After all, we run a trade deficit so we must be worse off for the exchange, right?

But if that were true, one should wonder how per capita GDP has grown significantly over the past 40 years even as we’ve consistently run trade deficits. For the record, the U.S. Census Bureau reports that the last time the United States ran a trade surplus was 1975. And in our mind, there is no reason to want to go back to the 1970s.

Trade is under fire for very real reasons, starting with the fact that many types of manufacturing jobs have been disappearing for decades. While other countries have been opening factories, towns across this country have watched as facilities were boarded up or repurposed into things that don’t employ hundreds of local workers.

That’s tough to watch, and exceedingly difficult to deal with for millions of Americans. One hard fact in that story is that trade both creates jobs as well as fuels the dynamic that changes the makeup of the national economy.

Consider a few details about trade. In the 1960s, the value of U.S. exports was about 9 percent of the national gross domestic product. Today, it’s 30 percent.

So this country — and its workers — have been gaining a lot from selling its goods and services abroad.

But there is another dynamic to this story, and that is the importance of trade is increasing in our economy. By some estimates, approximately 41 million jobs in the United States — roughly 1 in 5 — are linked to trade. A few decades ago, about 1 in 10 American workers had jobs linked to trade.

## Supplied material

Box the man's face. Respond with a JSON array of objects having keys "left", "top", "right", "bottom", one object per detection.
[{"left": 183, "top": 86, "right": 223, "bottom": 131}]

## Requirements
1) According to the passage on U.S. trade, in what year did the United States last run a trade surplus?
2) Reproduce the passage on U.S. trade between "That’s tough to" and "it’s 30 percent.", inclusive.
3) Carry the passage on U.S. trade forward from its last sentence.
The material bears no relation to the passage on U.S. trade.

## Results
1) The United States last ran a trade surplus in 1975.

2)
That’s tough to watch, and exceedingly difficult to deal with for millions of Americans. One hard fact in that story is that trade both creates jobs as well as fuels the dynamic that changes the makeup of the national economy.

Consider a few details about trade. In the 1960s, the value of U.S. exports was about 9 percent of the national gross domestic product. Today, it’s 30 percent.

3)
What is happening on a massive scale is what economists call specialization. Many people realize that some countries are better at producing certain goods and services than others. But what is happening now is an increasing specialization across international borders in component parts.

In other words, companies are increasingly finding specialists in a variety of countries to make one part or another of what will eventually be assembled into a final product for consumers. The United States is exceedingly good at producing highly specialized goods and leads the world in several areas. But increasingly, the economy in the U.S. depends on keeping trade flows open in part to support jobs tied to international trade.

The takeaway from all of this is that the trade deficit exists — last year it was $566 billion — but it isn’t a deficit in the normal sense. It reflects the fact that Americans buy more goods from other countries than they buy from us. That’s not killing the U.S. economy; in many ways, it reveals our dynamic growth.